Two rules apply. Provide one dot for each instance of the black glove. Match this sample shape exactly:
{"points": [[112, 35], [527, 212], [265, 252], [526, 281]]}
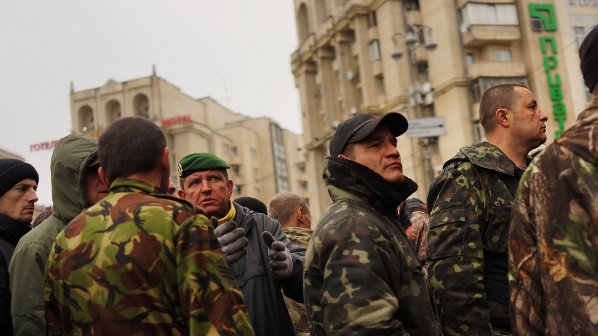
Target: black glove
{"points": [[281, 262], [233, 242]]}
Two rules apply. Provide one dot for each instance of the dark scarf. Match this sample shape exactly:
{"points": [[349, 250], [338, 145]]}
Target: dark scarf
{"points": [[367, 185], [12, 230]]}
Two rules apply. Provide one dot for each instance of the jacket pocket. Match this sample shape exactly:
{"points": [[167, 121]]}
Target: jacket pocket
{"points": [[448, 235]]}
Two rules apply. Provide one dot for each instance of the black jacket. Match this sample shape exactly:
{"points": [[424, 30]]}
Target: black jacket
{"points": [[262, 292], [10, 233]]}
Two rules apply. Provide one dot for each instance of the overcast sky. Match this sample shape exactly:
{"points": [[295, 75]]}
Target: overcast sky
{"points": [[236, 51]]}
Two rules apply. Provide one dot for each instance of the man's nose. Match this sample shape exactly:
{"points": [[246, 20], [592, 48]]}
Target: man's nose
{"points": [[33, 196], [206, 186]]}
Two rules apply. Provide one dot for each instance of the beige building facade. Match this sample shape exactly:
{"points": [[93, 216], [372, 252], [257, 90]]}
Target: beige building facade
{"points": [[431, 60], [265, 158]]}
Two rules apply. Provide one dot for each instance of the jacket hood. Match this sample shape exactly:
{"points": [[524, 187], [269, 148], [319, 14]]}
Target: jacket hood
{"points": [[582, 137], [70, 159], [347, 179], [486, 155]]}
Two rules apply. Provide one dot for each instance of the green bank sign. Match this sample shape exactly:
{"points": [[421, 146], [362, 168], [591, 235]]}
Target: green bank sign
{"points": [[544, 20]]}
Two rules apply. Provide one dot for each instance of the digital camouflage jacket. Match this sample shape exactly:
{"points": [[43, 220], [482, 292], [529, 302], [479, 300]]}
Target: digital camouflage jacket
{"points": [[554, 237], [467, 240], [141, 263], [362, 275]]}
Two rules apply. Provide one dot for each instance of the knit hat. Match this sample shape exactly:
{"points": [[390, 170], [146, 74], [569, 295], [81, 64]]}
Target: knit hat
{"points": [[588, 55], [199, 162], [13, 171]]}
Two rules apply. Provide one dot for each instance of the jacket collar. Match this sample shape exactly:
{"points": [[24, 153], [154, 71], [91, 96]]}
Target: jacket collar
{"points": [[488, 156], [348, 179]]}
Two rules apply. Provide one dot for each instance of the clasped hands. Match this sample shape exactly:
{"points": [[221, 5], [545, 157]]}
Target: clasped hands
{"points": [[233, 245]]}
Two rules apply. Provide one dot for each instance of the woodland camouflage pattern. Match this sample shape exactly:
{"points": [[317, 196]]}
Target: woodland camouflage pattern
{"points": [[554, 237], [298, 236], [362, 276], [138, 263], [417, 232], [462, 229]]}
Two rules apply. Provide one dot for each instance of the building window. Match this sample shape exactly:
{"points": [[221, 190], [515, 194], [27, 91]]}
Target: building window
{"points": [[380, 84], [375, 50], [578, 34], [469, 58], [480, 85], [488, 14], [372, 19], [503, 55]]}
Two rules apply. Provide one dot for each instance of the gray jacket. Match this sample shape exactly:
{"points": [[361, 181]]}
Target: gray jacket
{"points": [[262, 292]]}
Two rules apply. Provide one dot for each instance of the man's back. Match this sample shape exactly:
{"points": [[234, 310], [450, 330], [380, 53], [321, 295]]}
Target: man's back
{"points": [[140, 264]]}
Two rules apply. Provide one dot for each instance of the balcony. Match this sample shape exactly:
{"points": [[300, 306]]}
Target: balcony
{"points": [[477, 35], [496, 69]]}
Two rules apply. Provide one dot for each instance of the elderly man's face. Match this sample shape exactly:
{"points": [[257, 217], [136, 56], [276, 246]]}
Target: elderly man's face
{"points": [[17, 203], [209, 190]]}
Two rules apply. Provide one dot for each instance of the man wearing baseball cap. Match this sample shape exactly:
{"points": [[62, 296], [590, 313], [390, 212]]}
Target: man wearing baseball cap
{"points": [[259, 254], [362, 275], [18, 185], [553, 237]]}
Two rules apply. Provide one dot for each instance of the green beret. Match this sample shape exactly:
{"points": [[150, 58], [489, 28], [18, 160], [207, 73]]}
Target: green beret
{"points": [[200, 161]]}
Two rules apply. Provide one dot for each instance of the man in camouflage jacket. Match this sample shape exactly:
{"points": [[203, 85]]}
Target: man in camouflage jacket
{"points": [[470, 204], [554, 229], [362, 275], [140, 262]]}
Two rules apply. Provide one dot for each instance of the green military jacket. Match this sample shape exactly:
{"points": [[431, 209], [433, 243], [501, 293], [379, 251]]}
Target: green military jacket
{"points": [[553, 239], [141, 263], [362, 276], [70, 160], [469, 220]]}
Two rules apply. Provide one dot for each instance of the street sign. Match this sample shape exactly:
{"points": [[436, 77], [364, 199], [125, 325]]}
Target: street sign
{"points": [[426, 127]]}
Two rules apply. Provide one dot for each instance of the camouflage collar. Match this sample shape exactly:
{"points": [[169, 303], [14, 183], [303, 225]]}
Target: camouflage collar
{"points": [[347, 179], [488, 156], [128, 185]]}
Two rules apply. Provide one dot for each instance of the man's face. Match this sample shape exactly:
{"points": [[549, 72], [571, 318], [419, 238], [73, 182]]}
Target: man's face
{"points": [[529, 126], [17, 203], [209, 190], [379, 153], [95, 190]]}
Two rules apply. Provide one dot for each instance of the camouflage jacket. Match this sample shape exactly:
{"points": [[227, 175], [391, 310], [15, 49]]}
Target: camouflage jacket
{"points": [[467, 240], [554, 237], [362, 276], [417, 232], [139, 263], [298, 236]]}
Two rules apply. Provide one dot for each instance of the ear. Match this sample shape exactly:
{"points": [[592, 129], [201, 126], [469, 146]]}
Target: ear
{"points": [[229, 186], [103, 177], [503, 117], [165, 159]]}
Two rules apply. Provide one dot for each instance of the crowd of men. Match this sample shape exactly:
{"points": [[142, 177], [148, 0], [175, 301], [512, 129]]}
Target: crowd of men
{"points": [[506, 244]]}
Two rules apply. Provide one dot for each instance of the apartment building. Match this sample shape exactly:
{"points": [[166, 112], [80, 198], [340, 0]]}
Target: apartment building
{"points": [[431, 60], [265, 158]]}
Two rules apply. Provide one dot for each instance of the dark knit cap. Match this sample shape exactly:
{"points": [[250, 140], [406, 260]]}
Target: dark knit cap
{"points": [[13, 171], [588, 56]]}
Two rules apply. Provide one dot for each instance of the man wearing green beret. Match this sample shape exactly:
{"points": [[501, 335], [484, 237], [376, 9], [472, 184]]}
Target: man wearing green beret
{"points": [[258, 252]]}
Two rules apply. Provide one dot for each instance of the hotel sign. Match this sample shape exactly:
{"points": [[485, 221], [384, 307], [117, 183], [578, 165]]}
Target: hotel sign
{"points": [[544, 20]]}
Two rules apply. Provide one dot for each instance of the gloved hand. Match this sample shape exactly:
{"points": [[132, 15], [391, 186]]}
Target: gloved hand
{"points": [[233, 242], [281, 262]]}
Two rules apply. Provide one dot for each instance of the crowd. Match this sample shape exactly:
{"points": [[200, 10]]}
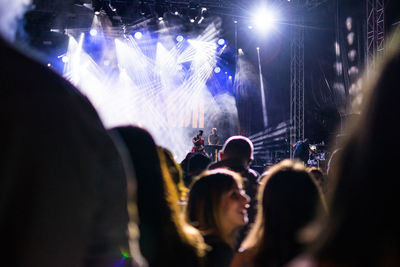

====

*Work item:* Word for word, repeat the lines of data above, omitting every picture.

*Written reply:*
Two rules apply. Provide one dot for each instance of the black glove. Match this sample shape exactly:
{"points": [[112, 35], [527, 212], [265, 252], [526, 281]]}
Target: black glove
{"points": [[281, 262], [233, 242]]}
Two rules apply. Provide one dot for each instance of the dark scarf. Match this sample shape exactly:
{"points": [[349, 250], [338, 145]]}
Target: dark scarf
{"points": [[367, 185], [12, 230]]}
Two rules apply. Provide one dot for each instance of the jacket pocket. Match this sample shape exactly:
{"points": [[167, 121]]}
Target: jacket pocket
{"points": [[448, 235]]}
Two rules apply. Provide one dot for each instance of the black jacket. Match this sample shape exactly:
{"points": [[424, 30]]}
Target: black jacket
{"points": [[262, 292], [10, 233]]}
Two rules apply. Provide one dot for each instance of the overcast sky. Match this sample shape exactly:
{"points": [[295, 75]]}
Target: overcast sky
{"points": [[236, 51]]}
Two rules apply. Provide one dot for each instance of the man's nose. Match this sample shape exactly:
{"points": [[246, 20], [592, 48]]}
Target: man's nose
{"points": [[33, 196], [206, 186]]}
Two rules apply. Provide one dot for each instance of the beige building facade. Match this sample shape exactly:
{"points": [[93, 216], [372, 252], [257, 90]]}
Target: beige building facade
{"points": [[431, 60], [265, 158]]}
Two rules apply. Provide one dot for each instance of the jacket hood. Match this sample shape exactly:
{"points": [[524, 187], [269, 148], [319, 14]]}
Target: jacket hood
{"points": [[582, 137], [70, 159], [347, 179], [486, 155]]}
Two rules apply. Provide one dot for each instance of the green bank sign. Match this sample shape exactly:
{"points": [[421, 146], [362, 168], [591, 235]]}
Target: green bank sign
{"points": [[544, 20]]}
Two rules apply. Provide one dot for each instance of the digital camouflage jacket. Match this sample shape exactly:
{"points": [[43, 220], [482, 292], [529, 302], [479, 300]]}
Target: digital camouflage jacket
{"points": [[554, 237], [467, 240], [141, 263], [362, 275]]}
Two rules apply. Provide one dot for each instance of the knit hat. Match this sample shape exactly:
{"points": [[390, 170], [146, 74], [569, 295], [81, 64]]}
Target: knit hat
{"points": [[588, 55], [199, 162], [13, 171]]}
Two rules apply. Provide one dot for each instance of the jacket collar. Match this sample shape exactly:
{"points": [[24, 153], [154, 71], [91, 96]]}
Target: jacket collar
{"points": [[488, 156], [348, 179]]}
Two rules apply. Provide one dot for each instance of the clasped hands. Match this sample shape exactly:
{"points": [[221, 5], [545, 157]]}
Target: clasped hands
{"points": [[233, 245]]}
Two rules apply. Provide one dot for each instance of the woodland camouflage pattern. Match this sample shape exactly:
{"points": [[317, 196]]}
Target: woodland camouflage pattern
{"points": [[554, 237], [298, 236], [362, 276], [138, 263], [417, 232], [462, 229]]}
Two rules apply. Provide one dot for each instance of the building window. Match this sample shape exactly:
{"points": [[221, 190], [515, 194], [27, 91]]}
Target: building window
{"points": [[380, 84], [375, 50], [578, 34], [469, 58], [480, 85], [488, 14], [372, 19], [503, 55]]}
Two rules apply. Provide one dot for each instance of the gray jacket. Match this sample shape exactly:
{"points": [[361, 181]]}
Target: gray jacket
{"points": [[262, 292]]}
Two rules apply. Provide one dot for each instance of the man's back. Match this sample shape exactly:
{"points": [[234, 310], [450, 330], [380, 53], [321, 295]]}
Target: man's back
{"points": [[140, 264]]}
Two rules apply. Provide one dot for each instance of the balcony. Match this sample shape exactly:
{"points": [[300, 306]]}
Target: balcony
{"points": [[477, 35], [496, 69]]}
Two rules apply. Provide one dot for each instance of the elderly man's face. Match this sample shape exactly:
{"points": [[257, 217], [136, 56], [276, 246]]}
Target: elderly man's face
{"points": [[17, 203], [209, 190]]}
Two rules apply. Provide one dot for each instance of the man wearing baseball cap. Match this sample shape exactly:
{"points": [[62, 296], [590, 313], [390, 212]]}
Target: man wearing baseball cap
{"points": [[259, 254], [362, 275], [18, 185], [553, 237]]}
Two rules apply. Provide one dot for each instance of the green beret. Match this sample shape exactly:
{"points": [[150, 58], [489, 28], [18, 160], [207, 73]]}
Target: green beret
{"points": [[200, 161]]}
Two rules apply. Provide one dot for each instance of the man in camouflage jacket. Match this sample shape exactly:
{"points": [[203, 85]]}
Target: man in camouflage jacket
{"points": [[470, 204], [554, 229], [362, 275], [140, 262]]}
Two rules apply. Provide one dot for each instance of the green military jacket. Match this sample shape exactly:
{"points": [[431, 209], [433, 243], [501, 293], [379, 251]]}
Target: green military jacket
{"points": [[553, 239], [141, 263], [362, 276], [70, 160], [469, 220]]}
Two rules apply. Provide one dot for each instance of the street sign. Match this sample shape exactly:
{"points": [[436, 77], [364, 199], [125, 325]]}
Target: street sign
{"points": [[426, 127]]}
Two rules apply. Provide one dot for each instance of the camouflage collar. Match this sample shape exactly:
{"points": [[169, 303], [14, 183], [303, 225]]}
Target: camouflage collar
{"points": [[347, 179], [488, 156], [128, 185]]}
Two rules apply. Provide one dot for each instance of the man's face. Match this sample shape exactly:
{"points": [[549, 72], [571, 318], [419, 238], [73, 182]]}
Target: man's face
{"points": [[529, 126], [17, 203], [209, 190], [379, 153], [95, 190]]}
Two rules apply. Provide one dot for each instance of the camouflage jacket. Match this sample shape exactly:
{"points": [[227, 175], [391, 310], [15, 49]]}
Target: camouflage jacket
{"points": [[467, 240], [554, 237], [362, 276], [417, 232], [139, 263], [298, 236]]}
Two rules apply. Provide one dot for each instance of the ear. Match this sample shape exactly:
{"points": [[592, 129], [201, 126], [469, 146]]}
Target: ear
{"points": [[229, 186], [103, 177], [503, 117], [165, 159]]}
Two rules apply. Provide one dot for each instance of the crowd of men. Match this sample shape exactly:
{"points": [[142, 177], [148, 0], [175, 301], [512, 129]]}
Target: crowd of men
{"points": [[506, 244]]}
Two rules apply. Provide one dot for each instance of the apartment building. Match this sample shape exactly:
{"points": [[166, 112], [80, 198], [340, 0]]}
Target: apartment building
{"points": [[431, 60], [265, 158]]}
Two rules apply. Provide one dot for each instance of the dark knit cap. Match this sample shape exactly:
{"points": [[250, 140], [406, 260]]}
Target: dark knit cap
{"points": [[13, 171], [588, 56]]}
Two rules apply. Provide one dot for each instance of the man wearing green beret. Match this sample shape exactly:
{"points": [[501, 335], [484, 237], [376, 9], [472, 184]]}
Target: man wearing green beret
{"points": [[258, 252]]}
Two rules apply. Provide one dot for each instance of the hotel sign. Match this sample shape exactly:
{"points": [[485, 221], [384, 307], [117, 183], [578, 165]]}
Target: hotel sign
{"points": [[544, 20]]}
Two rules apply. Provide one dot for each instance of the gloved hand. Match this sample shape exactly:
{"points": [[132, 15], [391, 186]]}
Target: gloved hand
{"points": [[233, 242], [281, 262]]}
Two rules apply. Provide one dot for each instance of the crowd. Match this sample shape exactly:
{"points": [[200, 10]]}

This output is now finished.